The exercise
Your task is to repeat, word for word, the line containing "the woman's teeth" and all lines that follow it to the end of the material, and no other lines.

Material for this exercise

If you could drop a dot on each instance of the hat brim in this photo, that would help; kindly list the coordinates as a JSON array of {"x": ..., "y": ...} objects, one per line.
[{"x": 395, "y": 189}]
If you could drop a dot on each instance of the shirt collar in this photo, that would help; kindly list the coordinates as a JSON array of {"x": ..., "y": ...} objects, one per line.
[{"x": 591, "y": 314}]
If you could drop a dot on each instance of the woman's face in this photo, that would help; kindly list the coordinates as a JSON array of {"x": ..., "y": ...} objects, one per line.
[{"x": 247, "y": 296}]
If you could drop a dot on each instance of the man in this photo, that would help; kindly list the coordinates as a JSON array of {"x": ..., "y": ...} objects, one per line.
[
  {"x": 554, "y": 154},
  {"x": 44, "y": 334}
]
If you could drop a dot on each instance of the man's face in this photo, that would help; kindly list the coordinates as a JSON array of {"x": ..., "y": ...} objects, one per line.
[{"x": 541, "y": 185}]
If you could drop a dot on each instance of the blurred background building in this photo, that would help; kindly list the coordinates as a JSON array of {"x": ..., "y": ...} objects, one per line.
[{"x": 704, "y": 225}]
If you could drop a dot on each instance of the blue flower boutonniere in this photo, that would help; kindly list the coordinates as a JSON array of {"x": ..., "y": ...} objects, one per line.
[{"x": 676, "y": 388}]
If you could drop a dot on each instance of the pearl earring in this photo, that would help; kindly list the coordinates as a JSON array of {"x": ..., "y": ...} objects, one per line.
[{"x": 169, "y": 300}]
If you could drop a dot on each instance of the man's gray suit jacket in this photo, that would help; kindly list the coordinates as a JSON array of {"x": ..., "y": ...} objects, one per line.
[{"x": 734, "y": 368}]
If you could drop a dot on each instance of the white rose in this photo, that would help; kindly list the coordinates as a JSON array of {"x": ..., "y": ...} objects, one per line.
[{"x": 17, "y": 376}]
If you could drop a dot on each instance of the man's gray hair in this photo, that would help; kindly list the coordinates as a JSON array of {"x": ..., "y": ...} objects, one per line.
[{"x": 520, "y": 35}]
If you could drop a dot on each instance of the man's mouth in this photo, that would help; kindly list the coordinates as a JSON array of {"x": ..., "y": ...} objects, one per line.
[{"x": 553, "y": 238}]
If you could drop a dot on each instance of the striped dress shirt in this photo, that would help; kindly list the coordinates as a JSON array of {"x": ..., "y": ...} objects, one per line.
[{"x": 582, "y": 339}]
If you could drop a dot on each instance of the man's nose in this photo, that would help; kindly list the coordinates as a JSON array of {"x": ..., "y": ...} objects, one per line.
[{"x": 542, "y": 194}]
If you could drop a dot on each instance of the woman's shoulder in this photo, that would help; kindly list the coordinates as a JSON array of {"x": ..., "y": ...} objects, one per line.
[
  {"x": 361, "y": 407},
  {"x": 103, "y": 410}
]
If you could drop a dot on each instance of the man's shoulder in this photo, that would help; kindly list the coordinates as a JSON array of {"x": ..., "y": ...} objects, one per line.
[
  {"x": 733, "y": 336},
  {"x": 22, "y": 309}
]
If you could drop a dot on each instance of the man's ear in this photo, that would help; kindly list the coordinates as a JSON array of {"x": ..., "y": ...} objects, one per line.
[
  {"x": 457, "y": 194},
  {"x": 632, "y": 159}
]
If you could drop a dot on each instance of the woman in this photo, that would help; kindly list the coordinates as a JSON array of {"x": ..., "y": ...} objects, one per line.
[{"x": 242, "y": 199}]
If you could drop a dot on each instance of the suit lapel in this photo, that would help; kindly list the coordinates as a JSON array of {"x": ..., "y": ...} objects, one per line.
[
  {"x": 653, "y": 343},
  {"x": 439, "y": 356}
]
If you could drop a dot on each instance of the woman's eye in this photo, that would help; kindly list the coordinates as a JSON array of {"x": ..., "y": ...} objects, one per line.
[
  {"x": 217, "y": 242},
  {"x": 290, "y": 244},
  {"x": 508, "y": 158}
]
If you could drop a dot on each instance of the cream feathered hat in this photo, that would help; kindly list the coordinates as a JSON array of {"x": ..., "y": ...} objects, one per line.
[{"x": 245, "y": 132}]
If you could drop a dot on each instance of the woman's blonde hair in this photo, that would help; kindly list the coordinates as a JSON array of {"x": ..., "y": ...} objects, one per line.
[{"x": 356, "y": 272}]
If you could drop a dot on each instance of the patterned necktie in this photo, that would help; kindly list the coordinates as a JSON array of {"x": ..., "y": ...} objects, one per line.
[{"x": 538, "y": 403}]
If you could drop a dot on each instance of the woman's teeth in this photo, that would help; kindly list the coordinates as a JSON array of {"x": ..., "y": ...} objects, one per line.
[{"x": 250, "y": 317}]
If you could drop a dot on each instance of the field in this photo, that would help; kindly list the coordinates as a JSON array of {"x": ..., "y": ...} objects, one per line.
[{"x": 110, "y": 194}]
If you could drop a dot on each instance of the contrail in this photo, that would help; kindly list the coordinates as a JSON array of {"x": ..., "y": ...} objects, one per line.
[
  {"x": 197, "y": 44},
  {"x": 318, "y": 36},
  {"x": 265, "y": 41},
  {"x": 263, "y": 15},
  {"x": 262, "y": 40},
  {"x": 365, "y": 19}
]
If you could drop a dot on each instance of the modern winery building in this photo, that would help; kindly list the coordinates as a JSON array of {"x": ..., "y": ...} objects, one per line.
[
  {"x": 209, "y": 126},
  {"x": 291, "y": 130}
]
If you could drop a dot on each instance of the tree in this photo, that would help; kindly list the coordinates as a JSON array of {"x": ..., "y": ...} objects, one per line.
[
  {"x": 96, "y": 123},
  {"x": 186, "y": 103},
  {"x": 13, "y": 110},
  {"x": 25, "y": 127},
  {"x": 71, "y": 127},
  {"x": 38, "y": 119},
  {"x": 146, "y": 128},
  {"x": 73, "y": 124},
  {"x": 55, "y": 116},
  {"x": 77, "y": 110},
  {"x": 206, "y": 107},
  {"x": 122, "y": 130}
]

Written solution
If you could drop a dot on each instance of the woman's teeth in this photo, that would help; kindly list the coordinates as a JSON array of {"x": ..., "y": ...} objects, one per line.
[{"x": 250, "y": 317}]
If you could drop a dot on each instance of the field in this photo, that would help; kindly list the coordinates as a JSON array of {"x": ..., "y": ...} objects, one per line.
[{"x": 110, "y": 194}]
If you could drop a dot on each instance of the contrail in this photo, that would help; kindly list the coordinates as a JSON array of {"x": ..., "y": ...} objects, one per line.
[
  {"x": 197, "y": 44},
  {"x": 318, "y": 36},
  {"x": 265, "y": 41},
  {"x": 263, "y": 15},
  {"x": 262, "y": 40},
  {"x": 365, "y": 19}
]
If you could drop a dot on each instance of the modern winery building in this photo, that would help; kindly list the coordinates as a JSON array of {"x": ..., "y": ...} objects, one per line.
[
  {"x": 209, "y": 126},
  {"x": 291, "y": 130}
]
If you could drop a dot on each instance of the tree in this photo, that would help; kindly list the coordinates as a JSON array of {"x": ..., "y": ...} objects, one per line.
[
  {"x": 96, "y": 123},
  {"x": 186, "y": 103},
  {"x": 13, "y": 110},
  {"x": 25, "y": 127},
  {"x": 71, "y": 127},
  {"x": 38, "y": 119},
  {"x": 146, "y": 128},
  {"x": 73, "y": 124},
  {"x": 55, "y": 116},
  {"x": 77, "y": 110},
  {"x": 206, "y": 107},
  {"x": 122, "y": 130}
]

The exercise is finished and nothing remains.